[Dataset records]
::::::::::

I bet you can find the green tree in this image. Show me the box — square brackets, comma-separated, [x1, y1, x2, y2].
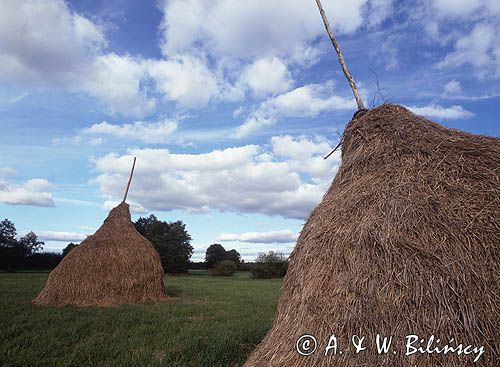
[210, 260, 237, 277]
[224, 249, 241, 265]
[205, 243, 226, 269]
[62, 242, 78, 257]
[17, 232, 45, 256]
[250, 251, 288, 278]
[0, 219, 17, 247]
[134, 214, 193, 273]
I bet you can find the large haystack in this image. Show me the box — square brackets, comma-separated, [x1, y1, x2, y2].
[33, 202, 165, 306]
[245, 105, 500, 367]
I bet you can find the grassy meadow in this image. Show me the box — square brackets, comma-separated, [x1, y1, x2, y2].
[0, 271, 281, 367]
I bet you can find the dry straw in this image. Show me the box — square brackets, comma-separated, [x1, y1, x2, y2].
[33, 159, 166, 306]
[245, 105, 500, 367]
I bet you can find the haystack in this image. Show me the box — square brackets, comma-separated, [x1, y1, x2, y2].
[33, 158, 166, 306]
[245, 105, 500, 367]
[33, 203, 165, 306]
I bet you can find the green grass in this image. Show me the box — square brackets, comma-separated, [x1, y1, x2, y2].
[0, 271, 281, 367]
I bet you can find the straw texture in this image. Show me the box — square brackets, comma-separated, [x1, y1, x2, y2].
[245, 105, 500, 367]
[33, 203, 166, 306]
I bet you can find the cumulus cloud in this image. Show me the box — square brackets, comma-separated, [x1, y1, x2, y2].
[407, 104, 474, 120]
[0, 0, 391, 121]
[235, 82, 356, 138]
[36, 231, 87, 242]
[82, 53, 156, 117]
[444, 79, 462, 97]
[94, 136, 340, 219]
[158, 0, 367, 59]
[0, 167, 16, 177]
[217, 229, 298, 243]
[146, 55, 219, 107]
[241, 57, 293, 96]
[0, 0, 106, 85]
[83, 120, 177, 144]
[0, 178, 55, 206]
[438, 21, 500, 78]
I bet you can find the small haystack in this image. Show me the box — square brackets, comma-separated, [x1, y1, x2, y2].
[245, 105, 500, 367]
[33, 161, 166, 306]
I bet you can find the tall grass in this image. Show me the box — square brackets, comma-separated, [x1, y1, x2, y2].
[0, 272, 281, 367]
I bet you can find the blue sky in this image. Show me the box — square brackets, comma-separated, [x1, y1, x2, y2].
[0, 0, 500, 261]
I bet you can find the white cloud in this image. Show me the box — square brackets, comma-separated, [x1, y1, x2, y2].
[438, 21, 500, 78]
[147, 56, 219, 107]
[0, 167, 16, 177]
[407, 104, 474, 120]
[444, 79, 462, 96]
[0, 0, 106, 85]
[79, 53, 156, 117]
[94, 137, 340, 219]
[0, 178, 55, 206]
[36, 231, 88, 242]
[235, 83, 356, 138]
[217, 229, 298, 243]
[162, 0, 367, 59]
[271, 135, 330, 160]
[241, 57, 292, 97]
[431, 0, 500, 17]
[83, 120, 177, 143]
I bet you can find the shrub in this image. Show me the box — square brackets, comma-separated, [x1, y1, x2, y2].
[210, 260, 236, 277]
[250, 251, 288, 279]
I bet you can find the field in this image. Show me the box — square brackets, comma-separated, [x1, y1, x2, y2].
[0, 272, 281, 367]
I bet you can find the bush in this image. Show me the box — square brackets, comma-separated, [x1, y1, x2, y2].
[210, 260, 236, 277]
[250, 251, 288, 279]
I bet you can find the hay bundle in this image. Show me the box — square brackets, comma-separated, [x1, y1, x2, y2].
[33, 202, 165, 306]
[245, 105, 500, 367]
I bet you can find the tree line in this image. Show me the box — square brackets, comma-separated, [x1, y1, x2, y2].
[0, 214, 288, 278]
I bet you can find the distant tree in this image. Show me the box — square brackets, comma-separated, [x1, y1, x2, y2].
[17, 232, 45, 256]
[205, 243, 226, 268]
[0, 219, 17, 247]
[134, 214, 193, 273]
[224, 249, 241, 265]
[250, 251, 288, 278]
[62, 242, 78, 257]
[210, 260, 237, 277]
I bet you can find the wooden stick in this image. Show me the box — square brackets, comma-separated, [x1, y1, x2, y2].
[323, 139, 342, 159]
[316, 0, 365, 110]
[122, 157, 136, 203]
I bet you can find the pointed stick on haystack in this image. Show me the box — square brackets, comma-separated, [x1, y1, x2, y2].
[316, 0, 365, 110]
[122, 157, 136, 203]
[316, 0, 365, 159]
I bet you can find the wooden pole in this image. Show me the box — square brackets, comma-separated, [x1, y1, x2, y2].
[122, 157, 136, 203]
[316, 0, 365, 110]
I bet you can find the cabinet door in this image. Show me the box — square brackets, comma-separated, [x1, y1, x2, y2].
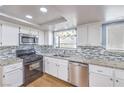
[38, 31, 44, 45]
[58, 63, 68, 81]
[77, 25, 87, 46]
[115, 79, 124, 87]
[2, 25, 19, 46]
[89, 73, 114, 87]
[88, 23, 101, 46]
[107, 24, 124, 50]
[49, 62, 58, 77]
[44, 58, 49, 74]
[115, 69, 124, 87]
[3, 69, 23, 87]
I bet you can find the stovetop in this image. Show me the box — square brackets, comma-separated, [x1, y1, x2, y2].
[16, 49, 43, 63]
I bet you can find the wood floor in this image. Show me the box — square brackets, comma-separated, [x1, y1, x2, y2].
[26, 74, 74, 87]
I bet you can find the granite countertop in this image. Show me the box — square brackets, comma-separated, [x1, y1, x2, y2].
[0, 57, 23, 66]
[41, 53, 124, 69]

::::::::::

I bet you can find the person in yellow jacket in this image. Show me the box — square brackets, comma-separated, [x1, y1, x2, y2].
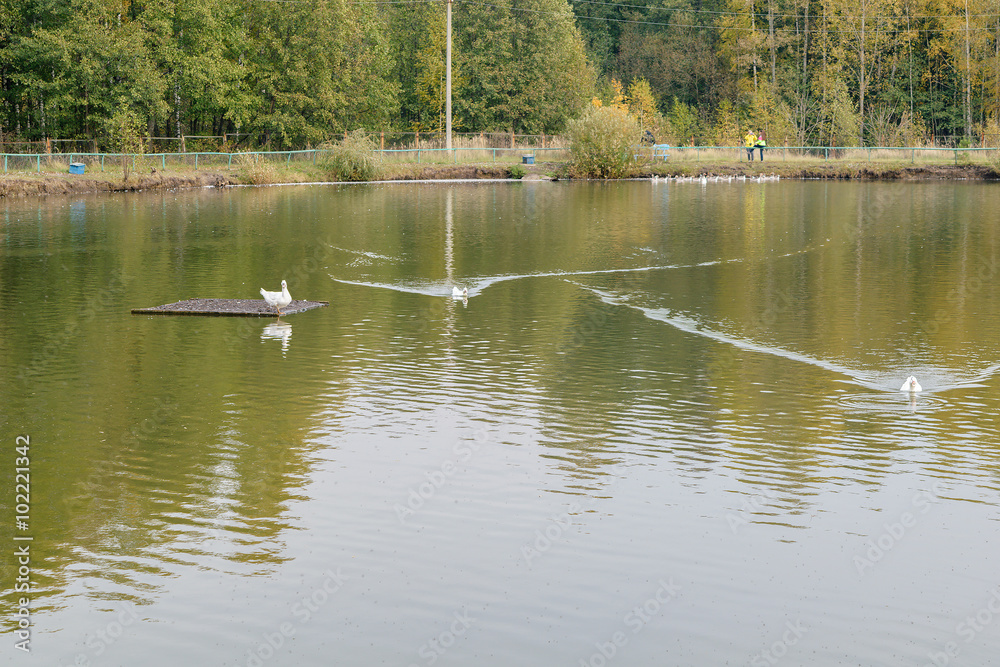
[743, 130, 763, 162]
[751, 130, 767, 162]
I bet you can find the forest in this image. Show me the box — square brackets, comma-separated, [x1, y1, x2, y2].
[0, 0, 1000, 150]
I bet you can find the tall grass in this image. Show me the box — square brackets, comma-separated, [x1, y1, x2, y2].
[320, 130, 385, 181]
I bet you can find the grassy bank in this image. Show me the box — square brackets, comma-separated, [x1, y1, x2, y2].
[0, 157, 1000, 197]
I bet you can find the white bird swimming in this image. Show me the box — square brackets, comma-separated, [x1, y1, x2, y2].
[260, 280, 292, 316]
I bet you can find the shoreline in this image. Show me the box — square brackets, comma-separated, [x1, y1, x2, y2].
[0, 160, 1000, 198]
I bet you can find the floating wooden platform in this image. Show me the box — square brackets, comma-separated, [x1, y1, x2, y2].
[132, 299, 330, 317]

::::::::::

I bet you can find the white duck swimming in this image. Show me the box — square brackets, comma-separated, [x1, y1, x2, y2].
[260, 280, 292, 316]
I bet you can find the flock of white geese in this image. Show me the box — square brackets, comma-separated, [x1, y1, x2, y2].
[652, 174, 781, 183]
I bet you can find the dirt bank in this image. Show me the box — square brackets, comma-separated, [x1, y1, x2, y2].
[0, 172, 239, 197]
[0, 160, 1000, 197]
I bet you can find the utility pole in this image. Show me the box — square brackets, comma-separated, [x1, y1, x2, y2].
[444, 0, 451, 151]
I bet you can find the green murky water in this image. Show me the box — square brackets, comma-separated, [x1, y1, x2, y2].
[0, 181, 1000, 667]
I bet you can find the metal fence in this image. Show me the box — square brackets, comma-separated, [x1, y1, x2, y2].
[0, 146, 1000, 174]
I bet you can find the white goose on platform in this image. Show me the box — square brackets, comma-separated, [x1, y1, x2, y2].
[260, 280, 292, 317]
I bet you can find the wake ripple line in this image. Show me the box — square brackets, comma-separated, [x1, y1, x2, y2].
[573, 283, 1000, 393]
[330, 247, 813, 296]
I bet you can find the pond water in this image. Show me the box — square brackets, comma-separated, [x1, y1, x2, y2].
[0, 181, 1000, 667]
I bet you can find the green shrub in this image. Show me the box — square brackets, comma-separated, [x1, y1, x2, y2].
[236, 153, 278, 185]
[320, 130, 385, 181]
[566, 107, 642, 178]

::::::::::

> Stated exercise: Reproduce verbatim the records from the line containing "I bet you can find the floating" through the line containing "[132, 299, 330, 317]", including both of those lines.

> Solved problem:
I bet you can find the floating wooden platform in this image. Show me the box — square brackets, comma-separated, [x1, y1, x2, y2].
[132, 299, 330, 317]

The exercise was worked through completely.